STATED EXERCISE: Will you repeat the records below word for word, beginning at the line that contains "surface shown in the photo above." and stopping after the line that contains "Target: wet sand"? Include both of those lines and nothing outside that span.

EXERCISE DATA:

- - - - -

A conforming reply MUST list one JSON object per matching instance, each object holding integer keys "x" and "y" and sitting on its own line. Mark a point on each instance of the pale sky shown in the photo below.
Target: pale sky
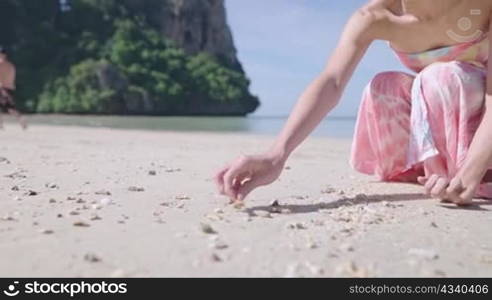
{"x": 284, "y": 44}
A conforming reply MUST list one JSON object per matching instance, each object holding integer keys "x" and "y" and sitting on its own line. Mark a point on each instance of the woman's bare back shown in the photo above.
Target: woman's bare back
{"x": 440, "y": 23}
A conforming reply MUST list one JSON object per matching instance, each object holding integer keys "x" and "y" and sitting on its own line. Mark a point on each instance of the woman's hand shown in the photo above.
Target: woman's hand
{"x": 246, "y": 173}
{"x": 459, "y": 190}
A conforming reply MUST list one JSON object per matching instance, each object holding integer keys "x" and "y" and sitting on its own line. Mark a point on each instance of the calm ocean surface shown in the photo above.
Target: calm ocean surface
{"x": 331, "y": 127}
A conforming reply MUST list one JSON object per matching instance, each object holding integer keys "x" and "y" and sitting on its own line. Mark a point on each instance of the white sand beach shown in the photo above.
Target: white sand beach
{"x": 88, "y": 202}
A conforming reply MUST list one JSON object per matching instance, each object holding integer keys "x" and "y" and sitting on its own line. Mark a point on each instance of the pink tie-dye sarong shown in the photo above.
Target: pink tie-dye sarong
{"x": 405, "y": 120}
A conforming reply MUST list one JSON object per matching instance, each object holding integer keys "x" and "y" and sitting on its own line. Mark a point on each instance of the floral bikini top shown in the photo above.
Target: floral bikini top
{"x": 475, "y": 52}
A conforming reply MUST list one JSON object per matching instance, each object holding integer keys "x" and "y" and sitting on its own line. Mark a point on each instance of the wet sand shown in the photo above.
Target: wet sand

- - - - -

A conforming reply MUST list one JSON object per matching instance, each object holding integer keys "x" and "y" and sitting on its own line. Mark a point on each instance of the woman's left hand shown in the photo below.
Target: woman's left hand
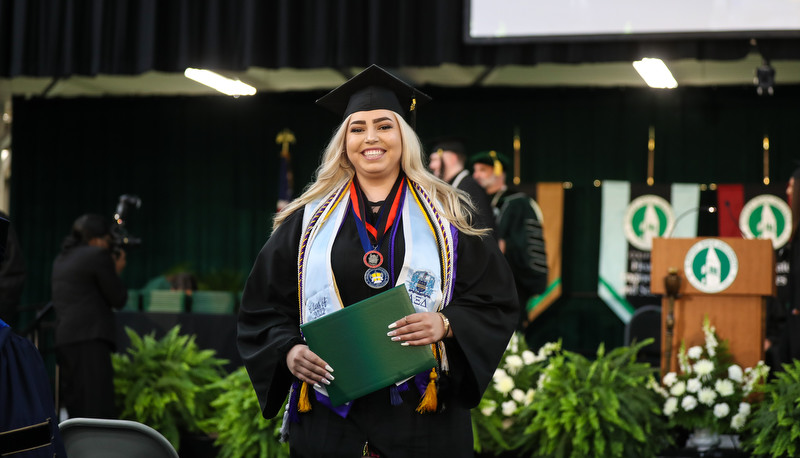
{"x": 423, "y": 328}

- - - - -

THE RESPONSE:
A conforming reply MUST list one JSON object per matching instance, each object holding integer keys "x" and "y" and sitting on its own line. Mark a point on each instance of the calm ocean surface shown in the photo above.
Target: calm ocean surface
{"x": 331, "y": 127}
A conforming reply MUST list one JSON object per matching instance, each object holding integer keys "x" and "y" and sitting on its own line. Mark a point on each instance of the white sand beach shown in the photo above.
Target: white sand beach
{"x": 88, "y": 202}
A conforming reply MUST list one JSON object per matching instance, each object holding integer keys "x" and "y" and sitting on its own line. Mark a point on each instance of the pink tie-dye sarong shown in the photo above.
Target: pink tie-dye sarong
{"x": 405, "y": 120}
A conforming reply MUST list one JSON object per matching instance, each object holding integer keys "x" and "y" and sitting on its own line. Mark a point on each instance of the floral bikini top shown in the photo above.
Target: floral bikini top
{"x": 475, "y": 52}
A conforming reply MUST list one JSON object per matching instance, each object holding integer keys "x" and "y" and sitting on its own line. Mark a point on each instance of the wet sand shown in the photo above.
Target: wet sand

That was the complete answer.